Please count how many lines of the material below contain the word "query", with case counting, and reply with the number alone.
>>>>
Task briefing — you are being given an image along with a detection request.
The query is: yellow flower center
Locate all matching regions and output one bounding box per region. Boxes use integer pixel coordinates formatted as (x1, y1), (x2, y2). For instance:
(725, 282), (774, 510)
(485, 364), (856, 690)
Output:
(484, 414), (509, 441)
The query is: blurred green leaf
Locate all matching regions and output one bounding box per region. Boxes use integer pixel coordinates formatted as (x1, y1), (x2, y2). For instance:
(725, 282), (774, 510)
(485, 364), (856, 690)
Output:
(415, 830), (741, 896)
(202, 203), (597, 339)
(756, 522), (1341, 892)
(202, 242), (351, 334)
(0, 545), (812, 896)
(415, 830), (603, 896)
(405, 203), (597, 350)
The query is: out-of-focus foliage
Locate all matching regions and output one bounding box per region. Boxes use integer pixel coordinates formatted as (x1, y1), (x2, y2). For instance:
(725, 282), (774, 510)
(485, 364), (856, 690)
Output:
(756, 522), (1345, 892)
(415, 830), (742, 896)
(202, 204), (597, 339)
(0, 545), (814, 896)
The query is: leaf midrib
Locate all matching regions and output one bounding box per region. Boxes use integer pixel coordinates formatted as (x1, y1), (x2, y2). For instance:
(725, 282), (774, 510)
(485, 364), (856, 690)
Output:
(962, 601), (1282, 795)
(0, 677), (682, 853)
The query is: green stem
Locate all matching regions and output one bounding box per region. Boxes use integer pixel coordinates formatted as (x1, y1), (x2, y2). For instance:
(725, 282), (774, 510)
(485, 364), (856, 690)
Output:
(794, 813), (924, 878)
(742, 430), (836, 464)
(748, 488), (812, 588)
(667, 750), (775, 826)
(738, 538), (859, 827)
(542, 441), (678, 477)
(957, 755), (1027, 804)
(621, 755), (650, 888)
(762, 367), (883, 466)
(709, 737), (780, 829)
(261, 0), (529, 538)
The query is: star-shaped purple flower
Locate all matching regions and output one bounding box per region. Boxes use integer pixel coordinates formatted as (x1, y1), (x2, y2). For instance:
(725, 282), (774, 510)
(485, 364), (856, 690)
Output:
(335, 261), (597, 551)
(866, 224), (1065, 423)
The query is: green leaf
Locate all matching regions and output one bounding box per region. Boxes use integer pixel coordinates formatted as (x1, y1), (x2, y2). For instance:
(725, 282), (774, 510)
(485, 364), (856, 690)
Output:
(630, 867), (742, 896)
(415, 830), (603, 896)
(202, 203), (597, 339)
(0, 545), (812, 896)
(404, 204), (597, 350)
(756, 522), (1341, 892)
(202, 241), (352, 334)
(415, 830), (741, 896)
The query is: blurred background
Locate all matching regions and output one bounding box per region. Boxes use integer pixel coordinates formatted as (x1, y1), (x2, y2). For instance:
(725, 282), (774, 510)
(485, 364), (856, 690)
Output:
<<<<
▶ Complete answer
8